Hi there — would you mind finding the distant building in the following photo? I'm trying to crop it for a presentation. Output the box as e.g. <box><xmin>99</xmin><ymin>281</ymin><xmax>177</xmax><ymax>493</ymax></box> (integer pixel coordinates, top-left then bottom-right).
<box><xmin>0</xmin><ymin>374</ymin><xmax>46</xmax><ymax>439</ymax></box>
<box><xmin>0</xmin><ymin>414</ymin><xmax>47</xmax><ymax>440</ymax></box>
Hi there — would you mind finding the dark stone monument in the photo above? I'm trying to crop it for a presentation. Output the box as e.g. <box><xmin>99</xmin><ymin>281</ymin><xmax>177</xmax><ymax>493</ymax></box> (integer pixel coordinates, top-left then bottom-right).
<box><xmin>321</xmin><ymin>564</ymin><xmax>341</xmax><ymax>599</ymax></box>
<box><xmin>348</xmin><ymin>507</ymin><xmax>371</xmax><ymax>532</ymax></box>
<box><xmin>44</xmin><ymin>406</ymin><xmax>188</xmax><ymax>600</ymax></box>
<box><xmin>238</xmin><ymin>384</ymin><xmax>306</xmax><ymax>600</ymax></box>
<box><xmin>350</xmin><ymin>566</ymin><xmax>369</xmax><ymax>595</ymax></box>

- **ACTION ITEM**
All lines from the one holding "Hi there — would you mind finding the dark" through the end of the entries need to be given again exactly. Leave out the others.

- **RESULT OF THE EXERCISE**
Hi there — would you mind finding the dark stone monument in the photo above? I'm trying to crop it for a presentation. Output the box as e.g. <box><xmin>99</xmin><ymin>281</ymin><xmax>177</xmax><ymax>493</ymax></box> (integer pixel coordinates, top-left then bottom-right).
<box><xmin>321</xmin><ymin>564</ymin><xmax>341</xmax><ymax>599</ymax></box>
<box><xmin>348</xmin><ymin>507</ymin><xmax>371</xmax><ymax>532</ymax></box>
<box><xmin>44</xmin><ymin>406</ymin><xmax>188</xmax><ymax>600</ymax></box>
<box><xmin>238</xmin><ymin>384</ymin><xmax>306</xmax><ymax>600</ymax></box>
<box><xmin>350</xmin><ymin>566</ymin><xmax>369</xmax><ymax>595</ymax></box>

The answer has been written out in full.